Nothing but the lines from the one that contains "Can you see the antenna" to the end of the records should be printed, both ends included, exactly as given.

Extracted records

*** Block opens ***

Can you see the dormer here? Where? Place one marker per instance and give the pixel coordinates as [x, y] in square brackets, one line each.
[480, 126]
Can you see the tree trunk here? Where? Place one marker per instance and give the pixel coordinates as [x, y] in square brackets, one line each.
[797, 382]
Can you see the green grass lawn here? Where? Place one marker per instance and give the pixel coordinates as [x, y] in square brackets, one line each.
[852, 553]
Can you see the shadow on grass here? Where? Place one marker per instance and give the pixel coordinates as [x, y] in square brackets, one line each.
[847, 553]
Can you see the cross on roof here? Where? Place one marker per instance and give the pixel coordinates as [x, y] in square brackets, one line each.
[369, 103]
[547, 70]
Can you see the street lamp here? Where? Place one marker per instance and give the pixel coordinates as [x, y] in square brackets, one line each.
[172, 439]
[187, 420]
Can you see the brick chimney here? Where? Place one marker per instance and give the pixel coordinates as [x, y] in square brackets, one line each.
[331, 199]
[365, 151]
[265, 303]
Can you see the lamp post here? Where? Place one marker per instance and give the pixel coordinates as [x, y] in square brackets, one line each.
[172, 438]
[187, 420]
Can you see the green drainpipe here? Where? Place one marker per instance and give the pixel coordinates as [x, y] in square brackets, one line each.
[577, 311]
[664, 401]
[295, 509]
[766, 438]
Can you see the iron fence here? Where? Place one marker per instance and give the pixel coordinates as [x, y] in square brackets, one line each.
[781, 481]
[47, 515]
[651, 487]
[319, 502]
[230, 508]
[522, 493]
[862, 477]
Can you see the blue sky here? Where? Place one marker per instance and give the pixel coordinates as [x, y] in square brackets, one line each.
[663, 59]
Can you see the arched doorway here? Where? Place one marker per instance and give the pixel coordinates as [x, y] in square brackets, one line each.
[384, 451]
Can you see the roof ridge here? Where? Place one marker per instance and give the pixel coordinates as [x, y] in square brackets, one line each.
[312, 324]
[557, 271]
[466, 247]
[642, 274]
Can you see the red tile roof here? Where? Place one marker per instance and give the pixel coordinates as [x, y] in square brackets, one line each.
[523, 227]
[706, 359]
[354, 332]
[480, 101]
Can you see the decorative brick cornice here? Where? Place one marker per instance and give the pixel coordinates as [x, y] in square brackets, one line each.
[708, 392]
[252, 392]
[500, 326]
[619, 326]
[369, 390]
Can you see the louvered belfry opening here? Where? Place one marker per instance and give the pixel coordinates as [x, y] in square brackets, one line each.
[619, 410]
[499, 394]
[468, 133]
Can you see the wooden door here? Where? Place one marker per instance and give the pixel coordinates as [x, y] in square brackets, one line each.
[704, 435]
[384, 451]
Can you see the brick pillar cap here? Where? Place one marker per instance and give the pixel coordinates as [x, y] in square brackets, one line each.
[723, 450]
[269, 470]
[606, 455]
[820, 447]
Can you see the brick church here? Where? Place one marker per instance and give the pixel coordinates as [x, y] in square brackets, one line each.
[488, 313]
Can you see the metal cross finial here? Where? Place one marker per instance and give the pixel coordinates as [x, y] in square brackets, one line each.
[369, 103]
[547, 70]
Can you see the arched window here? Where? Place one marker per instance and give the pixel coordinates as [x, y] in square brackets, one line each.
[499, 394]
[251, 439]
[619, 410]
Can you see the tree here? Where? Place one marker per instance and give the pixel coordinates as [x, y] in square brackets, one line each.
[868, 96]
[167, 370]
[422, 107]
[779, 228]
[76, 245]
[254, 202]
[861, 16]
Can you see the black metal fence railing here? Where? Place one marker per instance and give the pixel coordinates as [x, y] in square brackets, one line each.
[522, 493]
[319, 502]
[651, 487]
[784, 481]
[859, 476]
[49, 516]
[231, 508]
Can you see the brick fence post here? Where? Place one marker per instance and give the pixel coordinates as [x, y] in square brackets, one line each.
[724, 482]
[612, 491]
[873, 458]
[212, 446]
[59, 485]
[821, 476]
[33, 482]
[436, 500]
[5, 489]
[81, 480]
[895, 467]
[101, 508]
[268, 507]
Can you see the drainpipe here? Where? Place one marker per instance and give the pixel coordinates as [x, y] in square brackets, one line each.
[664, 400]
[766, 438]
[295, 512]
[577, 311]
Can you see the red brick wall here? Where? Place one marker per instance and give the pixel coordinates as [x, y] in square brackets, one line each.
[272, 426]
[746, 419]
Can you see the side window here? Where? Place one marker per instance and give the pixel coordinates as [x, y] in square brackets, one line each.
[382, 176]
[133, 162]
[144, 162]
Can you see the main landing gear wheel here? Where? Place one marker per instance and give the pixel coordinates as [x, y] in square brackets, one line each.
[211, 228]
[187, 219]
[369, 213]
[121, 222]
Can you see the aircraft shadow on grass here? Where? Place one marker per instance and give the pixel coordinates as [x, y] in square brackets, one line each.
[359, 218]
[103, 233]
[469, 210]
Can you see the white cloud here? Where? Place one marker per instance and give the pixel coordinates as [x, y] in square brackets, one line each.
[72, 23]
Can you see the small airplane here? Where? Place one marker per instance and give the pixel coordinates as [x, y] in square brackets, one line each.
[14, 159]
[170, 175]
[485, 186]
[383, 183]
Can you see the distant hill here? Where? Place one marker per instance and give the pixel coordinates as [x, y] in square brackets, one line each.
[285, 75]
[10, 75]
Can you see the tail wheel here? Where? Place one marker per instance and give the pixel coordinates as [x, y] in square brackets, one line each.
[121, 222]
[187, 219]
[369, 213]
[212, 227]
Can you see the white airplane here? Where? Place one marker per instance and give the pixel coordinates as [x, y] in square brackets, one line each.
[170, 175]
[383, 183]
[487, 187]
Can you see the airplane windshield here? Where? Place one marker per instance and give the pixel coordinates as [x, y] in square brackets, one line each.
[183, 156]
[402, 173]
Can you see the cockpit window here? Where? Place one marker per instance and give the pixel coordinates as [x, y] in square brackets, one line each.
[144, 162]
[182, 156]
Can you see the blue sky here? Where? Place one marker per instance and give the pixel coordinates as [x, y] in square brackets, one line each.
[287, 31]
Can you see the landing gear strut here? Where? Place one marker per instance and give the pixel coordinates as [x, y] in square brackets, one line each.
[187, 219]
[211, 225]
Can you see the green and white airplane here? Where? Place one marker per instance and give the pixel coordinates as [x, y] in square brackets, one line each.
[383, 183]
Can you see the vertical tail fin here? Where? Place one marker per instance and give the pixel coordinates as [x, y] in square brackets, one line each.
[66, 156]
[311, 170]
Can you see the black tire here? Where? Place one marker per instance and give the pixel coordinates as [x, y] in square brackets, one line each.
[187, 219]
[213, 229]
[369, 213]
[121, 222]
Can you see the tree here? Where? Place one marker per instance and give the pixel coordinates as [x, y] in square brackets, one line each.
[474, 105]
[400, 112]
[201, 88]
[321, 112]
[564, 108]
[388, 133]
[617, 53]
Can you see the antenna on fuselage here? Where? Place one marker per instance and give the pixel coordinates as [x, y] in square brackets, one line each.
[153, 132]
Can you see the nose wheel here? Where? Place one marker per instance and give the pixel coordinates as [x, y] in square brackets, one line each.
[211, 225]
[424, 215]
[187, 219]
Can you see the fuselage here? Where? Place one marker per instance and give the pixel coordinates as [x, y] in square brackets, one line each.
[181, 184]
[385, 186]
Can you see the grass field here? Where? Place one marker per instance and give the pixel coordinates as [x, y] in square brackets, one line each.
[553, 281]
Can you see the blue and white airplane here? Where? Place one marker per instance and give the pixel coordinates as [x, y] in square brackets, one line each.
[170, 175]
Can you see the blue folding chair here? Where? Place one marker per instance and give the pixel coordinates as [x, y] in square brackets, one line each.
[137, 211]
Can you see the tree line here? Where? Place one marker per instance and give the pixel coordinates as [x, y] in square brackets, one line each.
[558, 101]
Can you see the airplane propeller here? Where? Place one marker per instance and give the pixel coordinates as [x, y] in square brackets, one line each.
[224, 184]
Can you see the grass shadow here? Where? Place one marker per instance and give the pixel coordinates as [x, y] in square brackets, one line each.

*** Block closes ***

## Problem solution
Can you see the antenna on fuselage here? Where? Place one marker per instance and give the pixel coordinates as [x, y] in square brackets, one line each.
[153, 132]
Can you see the nose wheel here? Where? Place one marker per instance and give the pixel coordinates as [x, y] in square brackets, one line each.
[211, 225]
[424, 215]
[187, 219]
Can you see the fuselage here? Where? Place one marker per instance and give the pixel coordinates as [x, y] in square brackets, one line each.
[181, 184]
[385, 186]
Can you see the grass field here? Where? Place one marker per instance and give the pixel coordinates as [x, y] in square brackets, one line each.
[553, 281]
Can you see the blue and white airplane here? Where? Place one marker per instance and give the pixel coordinates as [x, y] in square brackets, one line each.
[170, 175]
Can you see the blue folding chair here? Where? Place one marker per instance and give the pixel coordinates as [x, y] in square brackets, one line each.
[137, 211]
Can you see the tree line here? Where? Place one marker per instance and give the pixel coordinates as [x, y] in square brackets, one line each.
[558, 101]
Can you see the airplane propeller here? Where? Place one marker per instance and give the pixel coordinates as [x, y] in square brackets, one line each.
[224, 184]
Can you see the grass shadow here? Where? Place one marker per instance and give the pixel coordinates as [x, y] in square brackets, one line each.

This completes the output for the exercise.